Studio album by Dance Gavin Dance
- Released: June 9, 2009
- Recorded: February 2009
- Studio: Interlace Audio Studios, Portland, OR
- Genre: Post-hardcore; math rock; experimental rock; emo; funk rock;
- Length: 36:54
- Label: Rise
- Producer: Kris Crummett

Dance Gavin Dance chronology
| Dance Gavin Dance (2008) | Happiness (2009) | Downtown Battle Mountain II (2011) |

= Happiness (Dance Gavin Dance album) =

Happiness is the third studio album by American rock band Dance Gavin Dance, released on June 9, 2009, on Rise Records. It is the band's second consecutive, and final, studio album to feature Kurt Travis on clean vocals and Zachary Garren on guitar, and is their only studio album to not feature screaming vocalist Jon Mess, who left the group in 2008 before returning in 2010. It is also the band's only studio album to feature bass guitarist Jason Ellis and was for a long time their only release to feature screaming vocals from lead guitarist Will Swan. The album serves as a follow-up to the group's sophomore studio album, Dance Gavin Dance (2008) and was produced by Kris Crummett, who recorded the album with the band in Portland, Oregon at Interlace Audio Recording Studio in February 2009. Following its release, the album peaked at No. 145 on the Billboard 200 and No. 30 on the Top Independent Albums chart.

The album sees a significant departure from the group's previous traditional post-hardcore and emo sound, venturing into funk rock and experimental rock. Happiness was supported by its lead single, "Don't Tell Dave", which was released on May 28, 2009. The second single, "NASA", was released on May 31. A music video for the album's third single, "Tree Village", was released on August 15, 2009. The band toured briefly in support of the album, touring North America, Europe, and Australia. On November 1, 2019, the band released an instrumental version of the album to streaming and digital download platforms.

# DIRECTIVES:
1. Turn the paragraph in the article on Happiness that begins "The album sees a significant departure" into a short bulleted list that keeps its main facts.
2. Reproduce word for word the stretch of the article on Happiness from "The album sees" through "digital download platforms.".

# SOURCE MATERIAL:
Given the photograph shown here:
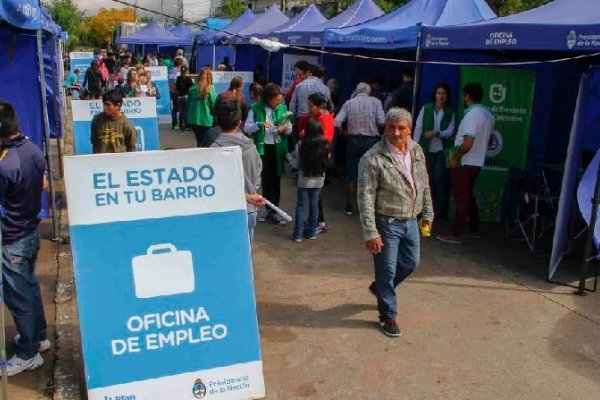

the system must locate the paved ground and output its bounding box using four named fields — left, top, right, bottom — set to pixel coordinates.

# TASK SOLUTIONS:
1.
- Sound: a significant shift away from the band's earlier traditional post-hardcore and emo style, moving into funk rock and experimental rock.
- Lead single: "Don't Tell Dave," released May 28, 2009.
- Second single: "NASA," released May 31.
- Third single: a music video for "Tree Village," released August 15, 2009.
- Touring: a brief tour of North America, Europe, and Australia.
- Instrumental version: released November 1, 2019, on streaming and digital download platforms.

2.
The album sees a significant departure from the group's previous traditional post-hardcore and emo sound, venturing into funk rock and experimental rock. Happiness was supported by its lead single, "Don't Tell Dave", which was released on May 28, 2009. The second single, "NASA", was released on May 31. A music video for the album's third single, "Tree Village", was released on August 15, 2009. The band toured briefly in support of the album, touring North America, Europe, and Australia. On November 1, 2019, the band released an instrumental version of the album to streaming and digital download platforms.